- TASK INSTRUCTIONS -
Go through the following data and transcribe exactly the stretch of lines from the one holding "Query: facade of basilica" to the one holding "of the denim", both included.
- - -
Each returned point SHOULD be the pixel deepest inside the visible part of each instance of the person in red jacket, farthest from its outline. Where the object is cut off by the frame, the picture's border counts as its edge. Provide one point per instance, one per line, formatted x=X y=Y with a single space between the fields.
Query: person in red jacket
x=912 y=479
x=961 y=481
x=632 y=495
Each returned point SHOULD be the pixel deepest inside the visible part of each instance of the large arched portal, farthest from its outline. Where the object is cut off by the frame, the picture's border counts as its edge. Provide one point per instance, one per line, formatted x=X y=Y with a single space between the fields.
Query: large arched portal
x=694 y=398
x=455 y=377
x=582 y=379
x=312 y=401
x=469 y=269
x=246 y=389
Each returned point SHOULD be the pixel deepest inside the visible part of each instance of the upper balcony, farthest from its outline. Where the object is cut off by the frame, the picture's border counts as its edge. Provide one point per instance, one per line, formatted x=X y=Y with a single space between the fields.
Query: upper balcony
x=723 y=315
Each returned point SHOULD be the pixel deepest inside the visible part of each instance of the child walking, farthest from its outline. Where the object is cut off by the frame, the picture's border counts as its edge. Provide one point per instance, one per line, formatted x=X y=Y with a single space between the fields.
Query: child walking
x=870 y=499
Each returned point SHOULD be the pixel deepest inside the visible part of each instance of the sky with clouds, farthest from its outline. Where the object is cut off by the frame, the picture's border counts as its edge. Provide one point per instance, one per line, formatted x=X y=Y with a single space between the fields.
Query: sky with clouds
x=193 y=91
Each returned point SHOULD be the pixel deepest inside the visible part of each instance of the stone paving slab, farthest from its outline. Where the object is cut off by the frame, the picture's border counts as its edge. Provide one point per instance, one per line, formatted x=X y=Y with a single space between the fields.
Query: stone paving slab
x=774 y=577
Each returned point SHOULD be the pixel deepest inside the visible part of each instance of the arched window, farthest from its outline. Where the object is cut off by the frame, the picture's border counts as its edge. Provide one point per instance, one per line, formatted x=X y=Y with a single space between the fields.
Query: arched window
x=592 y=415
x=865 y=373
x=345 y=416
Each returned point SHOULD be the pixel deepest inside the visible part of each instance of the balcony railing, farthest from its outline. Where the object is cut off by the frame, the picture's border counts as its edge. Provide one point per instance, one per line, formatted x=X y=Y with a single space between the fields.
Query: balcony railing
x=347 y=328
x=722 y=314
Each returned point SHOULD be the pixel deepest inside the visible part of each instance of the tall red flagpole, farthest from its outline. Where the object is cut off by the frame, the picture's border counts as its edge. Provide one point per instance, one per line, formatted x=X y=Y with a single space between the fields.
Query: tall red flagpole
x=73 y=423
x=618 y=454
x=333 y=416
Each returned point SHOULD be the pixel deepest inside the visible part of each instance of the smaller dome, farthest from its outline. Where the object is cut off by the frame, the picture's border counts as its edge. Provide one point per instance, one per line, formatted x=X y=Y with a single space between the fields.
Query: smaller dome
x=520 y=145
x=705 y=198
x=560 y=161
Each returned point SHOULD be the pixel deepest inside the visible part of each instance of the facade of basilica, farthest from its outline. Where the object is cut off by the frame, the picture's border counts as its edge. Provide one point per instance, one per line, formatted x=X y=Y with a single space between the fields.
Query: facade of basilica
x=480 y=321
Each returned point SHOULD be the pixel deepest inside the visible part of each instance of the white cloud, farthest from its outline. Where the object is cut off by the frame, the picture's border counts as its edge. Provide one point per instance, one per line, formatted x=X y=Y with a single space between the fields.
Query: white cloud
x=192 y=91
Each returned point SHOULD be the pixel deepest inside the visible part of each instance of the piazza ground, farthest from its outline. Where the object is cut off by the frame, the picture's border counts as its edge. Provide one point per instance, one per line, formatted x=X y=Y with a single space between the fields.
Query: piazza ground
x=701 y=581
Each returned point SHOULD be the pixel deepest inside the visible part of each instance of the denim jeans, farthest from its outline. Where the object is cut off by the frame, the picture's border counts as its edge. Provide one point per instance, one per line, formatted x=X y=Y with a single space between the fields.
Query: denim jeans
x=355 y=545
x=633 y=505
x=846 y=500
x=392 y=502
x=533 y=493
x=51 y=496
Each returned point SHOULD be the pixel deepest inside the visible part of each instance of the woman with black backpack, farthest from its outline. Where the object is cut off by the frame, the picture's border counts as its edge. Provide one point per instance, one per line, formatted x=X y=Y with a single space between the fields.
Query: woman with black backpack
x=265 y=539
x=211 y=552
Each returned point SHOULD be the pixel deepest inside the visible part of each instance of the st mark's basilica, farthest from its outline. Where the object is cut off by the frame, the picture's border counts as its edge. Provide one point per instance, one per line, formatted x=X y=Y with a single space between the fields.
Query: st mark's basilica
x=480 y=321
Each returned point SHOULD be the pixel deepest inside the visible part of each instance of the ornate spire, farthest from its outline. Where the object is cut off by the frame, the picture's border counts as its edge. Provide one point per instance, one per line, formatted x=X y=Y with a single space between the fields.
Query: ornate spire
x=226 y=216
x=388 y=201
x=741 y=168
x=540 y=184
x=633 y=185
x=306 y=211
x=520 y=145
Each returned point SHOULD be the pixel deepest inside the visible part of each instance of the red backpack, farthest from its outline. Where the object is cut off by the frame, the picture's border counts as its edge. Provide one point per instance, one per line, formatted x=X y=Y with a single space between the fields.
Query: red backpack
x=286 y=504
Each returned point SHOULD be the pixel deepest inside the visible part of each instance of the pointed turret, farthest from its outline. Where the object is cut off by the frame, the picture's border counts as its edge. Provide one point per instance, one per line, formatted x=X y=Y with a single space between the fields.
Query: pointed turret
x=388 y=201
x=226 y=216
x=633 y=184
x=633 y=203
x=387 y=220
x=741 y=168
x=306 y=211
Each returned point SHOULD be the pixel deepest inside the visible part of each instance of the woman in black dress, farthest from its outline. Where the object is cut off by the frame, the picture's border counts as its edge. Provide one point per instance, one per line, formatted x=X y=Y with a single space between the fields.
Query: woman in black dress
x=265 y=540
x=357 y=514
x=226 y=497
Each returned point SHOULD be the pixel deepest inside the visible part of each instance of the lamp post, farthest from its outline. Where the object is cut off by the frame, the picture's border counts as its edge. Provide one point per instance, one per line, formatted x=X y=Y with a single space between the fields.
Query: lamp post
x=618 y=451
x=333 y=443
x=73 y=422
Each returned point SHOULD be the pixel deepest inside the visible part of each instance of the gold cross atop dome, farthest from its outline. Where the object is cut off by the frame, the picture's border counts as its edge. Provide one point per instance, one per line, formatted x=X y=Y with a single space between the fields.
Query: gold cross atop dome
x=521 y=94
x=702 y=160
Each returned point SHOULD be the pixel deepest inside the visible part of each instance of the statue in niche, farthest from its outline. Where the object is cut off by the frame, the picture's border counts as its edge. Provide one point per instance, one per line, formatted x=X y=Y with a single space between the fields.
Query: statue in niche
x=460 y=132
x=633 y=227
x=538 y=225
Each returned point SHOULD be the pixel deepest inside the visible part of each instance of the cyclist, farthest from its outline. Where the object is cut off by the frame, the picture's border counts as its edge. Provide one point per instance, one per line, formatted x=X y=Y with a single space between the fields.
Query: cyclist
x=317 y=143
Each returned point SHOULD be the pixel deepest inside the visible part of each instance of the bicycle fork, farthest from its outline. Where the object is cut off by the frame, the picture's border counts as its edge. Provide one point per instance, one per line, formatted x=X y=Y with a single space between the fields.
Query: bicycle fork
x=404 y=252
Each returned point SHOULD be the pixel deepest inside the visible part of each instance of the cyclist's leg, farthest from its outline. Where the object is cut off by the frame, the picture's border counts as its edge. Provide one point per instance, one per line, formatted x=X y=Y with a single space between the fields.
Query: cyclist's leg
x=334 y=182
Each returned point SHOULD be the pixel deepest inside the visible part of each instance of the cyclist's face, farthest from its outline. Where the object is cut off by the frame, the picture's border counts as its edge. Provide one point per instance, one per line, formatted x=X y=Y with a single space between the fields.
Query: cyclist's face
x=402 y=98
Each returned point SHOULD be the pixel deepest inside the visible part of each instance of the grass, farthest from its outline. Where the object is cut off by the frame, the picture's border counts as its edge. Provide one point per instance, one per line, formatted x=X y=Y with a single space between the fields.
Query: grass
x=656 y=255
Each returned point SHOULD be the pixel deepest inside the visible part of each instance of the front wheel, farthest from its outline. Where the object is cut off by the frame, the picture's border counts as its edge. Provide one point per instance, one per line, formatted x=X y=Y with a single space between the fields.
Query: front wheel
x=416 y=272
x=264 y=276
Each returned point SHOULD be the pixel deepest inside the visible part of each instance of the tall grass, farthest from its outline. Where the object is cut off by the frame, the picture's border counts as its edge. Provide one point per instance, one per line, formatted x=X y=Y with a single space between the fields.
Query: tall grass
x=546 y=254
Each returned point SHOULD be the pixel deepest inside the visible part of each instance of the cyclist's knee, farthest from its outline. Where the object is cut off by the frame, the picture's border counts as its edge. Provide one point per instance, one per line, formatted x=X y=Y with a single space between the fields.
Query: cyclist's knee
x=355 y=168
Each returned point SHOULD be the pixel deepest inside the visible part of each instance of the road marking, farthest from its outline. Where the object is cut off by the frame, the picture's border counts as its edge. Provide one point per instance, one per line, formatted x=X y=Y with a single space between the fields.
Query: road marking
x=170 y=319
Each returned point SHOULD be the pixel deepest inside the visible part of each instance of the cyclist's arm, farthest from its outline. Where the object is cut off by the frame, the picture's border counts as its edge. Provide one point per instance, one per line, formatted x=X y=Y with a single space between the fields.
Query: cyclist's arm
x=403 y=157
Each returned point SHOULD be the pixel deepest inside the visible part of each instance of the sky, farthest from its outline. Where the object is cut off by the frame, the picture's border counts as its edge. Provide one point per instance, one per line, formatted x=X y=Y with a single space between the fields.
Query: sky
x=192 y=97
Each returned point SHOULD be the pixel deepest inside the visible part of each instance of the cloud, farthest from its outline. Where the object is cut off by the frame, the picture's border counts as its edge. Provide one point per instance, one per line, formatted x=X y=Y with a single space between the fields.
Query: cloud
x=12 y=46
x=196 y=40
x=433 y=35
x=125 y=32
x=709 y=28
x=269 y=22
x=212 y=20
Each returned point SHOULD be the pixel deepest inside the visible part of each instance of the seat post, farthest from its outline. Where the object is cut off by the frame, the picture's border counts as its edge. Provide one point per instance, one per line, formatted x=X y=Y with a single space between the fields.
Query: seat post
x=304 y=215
- - -
- ANSWER TO THIS EXERCISE -
Query: facade of basilica
x=480 y=321
Each returned point SHOULD be the pixel deepest inside the visible part of each instance of the white cloud, farthest from its outline. Where the object is cut off by the frame, the picture's border counts as its edge. Provide one point per instance, one per line, formatted x=X y=Y with a single space between the fields.
Query: white cloud
x=192 y=91
Each returned point SHOULD be the pixel deepest inside the visible part of each instance of the piazza ground, farthest from its outline. Where the object is cut off by the frame, the picture's border counts as its edge. Provide one point per instance, one per line, formatted x=X y=Y with a single space between the fields.
Query: piazza ground
x=701 y=581
Each returned point SHOULD be the pixel deepest inside the visible part of each instance of the denim jeans, farthest from its outline. Where the object is cut off by the frame, the picture's border counts as its edge. Provide one point per instance, one per line, formatted x=X y=Y with a single space between the fields.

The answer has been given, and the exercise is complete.